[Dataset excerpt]
________________________________________
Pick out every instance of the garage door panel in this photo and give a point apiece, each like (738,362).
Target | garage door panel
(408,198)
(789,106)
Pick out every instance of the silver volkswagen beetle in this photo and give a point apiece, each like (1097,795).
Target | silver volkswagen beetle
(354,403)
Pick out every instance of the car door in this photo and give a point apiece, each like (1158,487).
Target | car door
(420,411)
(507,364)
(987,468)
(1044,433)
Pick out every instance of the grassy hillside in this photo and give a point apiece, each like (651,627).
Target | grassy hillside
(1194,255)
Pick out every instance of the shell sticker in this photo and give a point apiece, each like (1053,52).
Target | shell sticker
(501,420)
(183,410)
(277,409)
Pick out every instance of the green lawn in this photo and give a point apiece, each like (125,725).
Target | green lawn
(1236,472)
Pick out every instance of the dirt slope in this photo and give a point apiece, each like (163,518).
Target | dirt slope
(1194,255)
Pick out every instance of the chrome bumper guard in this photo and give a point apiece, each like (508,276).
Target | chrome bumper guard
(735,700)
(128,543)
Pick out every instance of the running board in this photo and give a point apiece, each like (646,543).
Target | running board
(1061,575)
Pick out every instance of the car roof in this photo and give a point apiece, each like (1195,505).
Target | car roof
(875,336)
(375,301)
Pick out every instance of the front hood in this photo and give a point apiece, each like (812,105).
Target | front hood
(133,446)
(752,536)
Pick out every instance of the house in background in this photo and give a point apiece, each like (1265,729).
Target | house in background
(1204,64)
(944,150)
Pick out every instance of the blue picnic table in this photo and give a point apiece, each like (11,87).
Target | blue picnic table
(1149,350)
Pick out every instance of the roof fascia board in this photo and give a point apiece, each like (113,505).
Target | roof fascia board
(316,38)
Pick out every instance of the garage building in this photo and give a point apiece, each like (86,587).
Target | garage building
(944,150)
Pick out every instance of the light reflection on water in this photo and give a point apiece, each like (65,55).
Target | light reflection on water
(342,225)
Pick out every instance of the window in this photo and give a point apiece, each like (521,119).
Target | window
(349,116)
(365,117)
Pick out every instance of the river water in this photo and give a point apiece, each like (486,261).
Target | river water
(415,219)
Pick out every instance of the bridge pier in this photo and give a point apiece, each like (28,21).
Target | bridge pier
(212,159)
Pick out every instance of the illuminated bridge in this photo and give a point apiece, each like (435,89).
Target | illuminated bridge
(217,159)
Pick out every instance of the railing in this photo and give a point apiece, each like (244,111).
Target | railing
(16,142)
________________________________________
◆ **What you should do**
Only the lines from the one that contains "Pick out every instance of the roof" through the last line should be repeated, each exactly as it stands, with both ends included.

◆ **Response to this task**
Pick out every instance of the roof fascia board in this photo and give a point apiece, each like (113,505).
Target | roof fascia board
(316,38)
Pick out every instance of the garage building in this photo and give a point apiece, each like (86,587).
Target | garage building
(944,150)
Pick out every instance of the light reflection on water in this photo and give a point apiece, each like (65,55).
Target | light reflection on water
(342,225)
Pick out every instance of the window in this photo and give a point apiece, each like (521,119).
Target | window
(349,116)
(365,117)
Pick out every instance of the river water in this photo and give a point apiece, each like (486,261).
Target | river water
(415,219)
Pick out every instance of the bridge pier in this photo and give a point apiece, each like (28,21).
Target | bridge pier
(212,159)
Pick out every instance of the illuminated bridge in this photo and give a point apiece, each like (435,89).
Target | illuminated bridge
(217,159)
Pick out every instance of the railing in this photo and give a point apiece, each like (244,111).
Target | railing
(16,142)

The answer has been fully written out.